What the exercise asks » Find each line in the records below that contains the word "coat" and copy those lines. Letter case must match.

Entries shown »
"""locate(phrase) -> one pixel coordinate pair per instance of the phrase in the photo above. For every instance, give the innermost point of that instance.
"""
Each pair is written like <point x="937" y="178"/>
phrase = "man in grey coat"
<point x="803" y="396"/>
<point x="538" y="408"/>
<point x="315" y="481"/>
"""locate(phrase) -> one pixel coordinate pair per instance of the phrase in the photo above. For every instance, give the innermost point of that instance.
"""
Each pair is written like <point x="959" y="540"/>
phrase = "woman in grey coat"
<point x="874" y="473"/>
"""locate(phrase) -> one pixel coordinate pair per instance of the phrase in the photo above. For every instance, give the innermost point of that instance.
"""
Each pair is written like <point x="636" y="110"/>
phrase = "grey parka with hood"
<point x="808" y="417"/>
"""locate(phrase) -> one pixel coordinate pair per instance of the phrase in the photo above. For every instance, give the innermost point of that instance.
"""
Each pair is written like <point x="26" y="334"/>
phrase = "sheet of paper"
---
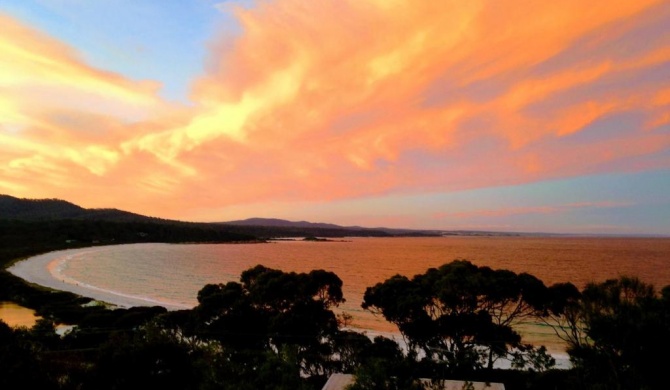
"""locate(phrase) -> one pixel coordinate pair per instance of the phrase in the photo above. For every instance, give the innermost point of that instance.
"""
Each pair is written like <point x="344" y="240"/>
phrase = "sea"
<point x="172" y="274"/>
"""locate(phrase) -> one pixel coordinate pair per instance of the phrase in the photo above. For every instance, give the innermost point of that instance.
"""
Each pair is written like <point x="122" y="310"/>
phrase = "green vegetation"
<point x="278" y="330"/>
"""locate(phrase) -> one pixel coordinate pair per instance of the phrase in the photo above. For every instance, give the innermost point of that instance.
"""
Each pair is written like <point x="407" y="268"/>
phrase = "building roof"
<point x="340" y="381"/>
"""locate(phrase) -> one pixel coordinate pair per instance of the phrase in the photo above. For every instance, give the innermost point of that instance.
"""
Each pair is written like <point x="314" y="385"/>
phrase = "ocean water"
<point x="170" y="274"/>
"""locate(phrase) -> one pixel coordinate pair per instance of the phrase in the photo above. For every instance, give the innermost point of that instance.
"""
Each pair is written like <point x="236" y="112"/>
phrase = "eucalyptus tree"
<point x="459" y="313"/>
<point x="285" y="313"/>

Finished exercise »
phrase = "man in grey coat"
phrase = "woman in grey coat"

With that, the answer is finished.